Stored records:
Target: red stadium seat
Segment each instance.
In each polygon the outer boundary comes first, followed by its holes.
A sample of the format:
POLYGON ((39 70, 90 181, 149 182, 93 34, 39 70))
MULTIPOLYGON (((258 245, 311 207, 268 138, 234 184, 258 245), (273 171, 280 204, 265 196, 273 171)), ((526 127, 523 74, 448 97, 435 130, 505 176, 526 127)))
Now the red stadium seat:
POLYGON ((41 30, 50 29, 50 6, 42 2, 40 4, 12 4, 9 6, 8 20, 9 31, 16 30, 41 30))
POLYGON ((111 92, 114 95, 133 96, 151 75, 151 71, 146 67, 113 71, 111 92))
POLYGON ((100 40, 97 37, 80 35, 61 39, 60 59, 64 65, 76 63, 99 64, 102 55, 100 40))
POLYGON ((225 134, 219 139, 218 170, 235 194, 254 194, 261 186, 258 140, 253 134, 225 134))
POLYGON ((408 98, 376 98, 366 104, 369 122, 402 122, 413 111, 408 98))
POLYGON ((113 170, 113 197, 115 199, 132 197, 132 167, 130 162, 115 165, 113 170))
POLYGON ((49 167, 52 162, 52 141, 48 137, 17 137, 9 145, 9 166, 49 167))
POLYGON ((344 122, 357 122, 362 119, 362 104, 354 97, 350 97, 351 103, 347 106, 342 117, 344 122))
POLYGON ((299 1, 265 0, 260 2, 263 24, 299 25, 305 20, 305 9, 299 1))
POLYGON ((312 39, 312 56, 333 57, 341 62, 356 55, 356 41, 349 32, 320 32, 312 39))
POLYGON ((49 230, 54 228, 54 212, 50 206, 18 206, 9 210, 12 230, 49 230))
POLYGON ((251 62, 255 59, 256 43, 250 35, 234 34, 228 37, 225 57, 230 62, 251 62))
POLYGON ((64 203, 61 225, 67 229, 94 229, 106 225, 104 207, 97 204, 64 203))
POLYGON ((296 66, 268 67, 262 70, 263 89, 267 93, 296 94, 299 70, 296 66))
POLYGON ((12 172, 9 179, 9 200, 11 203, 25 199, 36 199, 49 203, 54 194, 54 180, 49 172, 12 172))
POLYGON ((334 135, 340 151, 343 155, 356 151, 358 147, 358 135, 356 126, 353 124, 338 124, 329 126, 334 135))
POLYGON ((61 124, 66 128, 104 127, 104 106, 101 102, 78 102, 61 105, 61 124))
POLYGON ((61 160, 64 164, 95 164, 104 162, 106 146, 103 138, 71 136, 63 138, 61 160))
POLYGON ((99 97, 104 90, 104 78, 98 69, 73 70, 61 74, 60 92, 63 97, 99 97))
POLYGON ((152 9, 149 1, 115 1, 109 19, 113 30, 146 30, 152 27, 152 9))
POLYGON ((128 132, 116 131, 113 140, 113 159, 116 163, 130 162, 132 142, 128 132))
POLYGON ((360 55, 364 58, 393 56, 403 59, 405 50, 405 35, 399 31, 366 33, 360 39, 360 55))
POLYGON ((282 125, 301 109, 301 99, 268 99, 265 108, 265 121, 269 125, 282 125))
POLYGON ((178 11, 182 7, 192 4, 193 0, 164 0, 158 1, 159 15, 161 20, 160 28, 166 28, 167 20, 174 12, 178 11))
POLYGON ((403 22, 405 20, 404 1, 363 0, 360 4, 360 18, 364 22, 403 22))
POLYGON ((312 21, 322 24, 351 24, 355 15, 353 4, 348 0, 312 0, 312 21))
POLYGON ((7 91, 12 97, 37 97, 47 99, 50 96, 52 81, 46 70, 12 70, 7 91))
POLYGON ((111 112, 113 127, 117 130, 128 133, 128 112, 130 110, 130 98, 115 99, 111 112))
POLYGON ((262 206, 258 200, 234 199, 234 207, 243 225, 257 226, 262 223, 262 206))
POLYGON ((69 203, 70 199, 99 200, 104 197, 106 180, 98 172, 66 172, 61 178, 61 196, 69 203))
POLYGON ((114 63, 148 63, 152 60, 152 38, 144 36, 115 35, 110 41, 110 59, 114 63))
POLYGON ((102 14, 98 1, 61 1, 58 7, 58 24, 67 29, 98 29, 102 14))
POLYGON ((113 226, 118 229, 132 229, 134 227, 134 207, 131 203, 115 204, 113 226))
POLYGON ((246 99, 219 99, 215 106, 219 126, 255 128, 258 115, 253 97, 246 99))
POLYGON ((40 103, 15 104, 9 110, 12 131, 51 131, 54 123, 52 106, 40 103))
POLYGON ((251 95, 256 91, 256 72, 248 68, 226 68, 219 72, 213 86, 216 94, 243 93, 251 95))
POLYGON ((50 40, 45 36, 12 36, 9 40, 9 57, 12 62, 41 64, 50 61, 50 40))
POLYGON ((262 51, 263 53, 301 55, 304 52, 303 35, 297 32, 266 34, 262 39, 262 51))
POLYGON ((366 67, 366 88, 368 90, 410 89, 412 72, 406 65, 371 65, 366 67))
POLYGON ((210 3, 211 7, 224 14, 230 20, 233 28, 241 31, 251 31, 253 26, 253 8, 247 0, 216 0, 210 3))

:: Goal of the exercise ::
An exact copy of the lines above, from the one containing "In each polygon" down to the one containing "MULTIPOLYGON (((258 245, 311" and including both, is the whole answer; retype it and nothing else.

:: Answer for this exercise ::
In each polygon the outer boundary comes first, followed by its holes.
A sample of the format:
POLYGON ((39 70, 90 181, 149 182, 93 34, 39 70))
MULTIPOLYGON (((258 245, 311 207, 268 138, 234 184, 258 245), (273 171, 280 204, 265 196, 273 171)), ((526 127, 523 74, 448 97, 435 130, 505 176, 526 127)))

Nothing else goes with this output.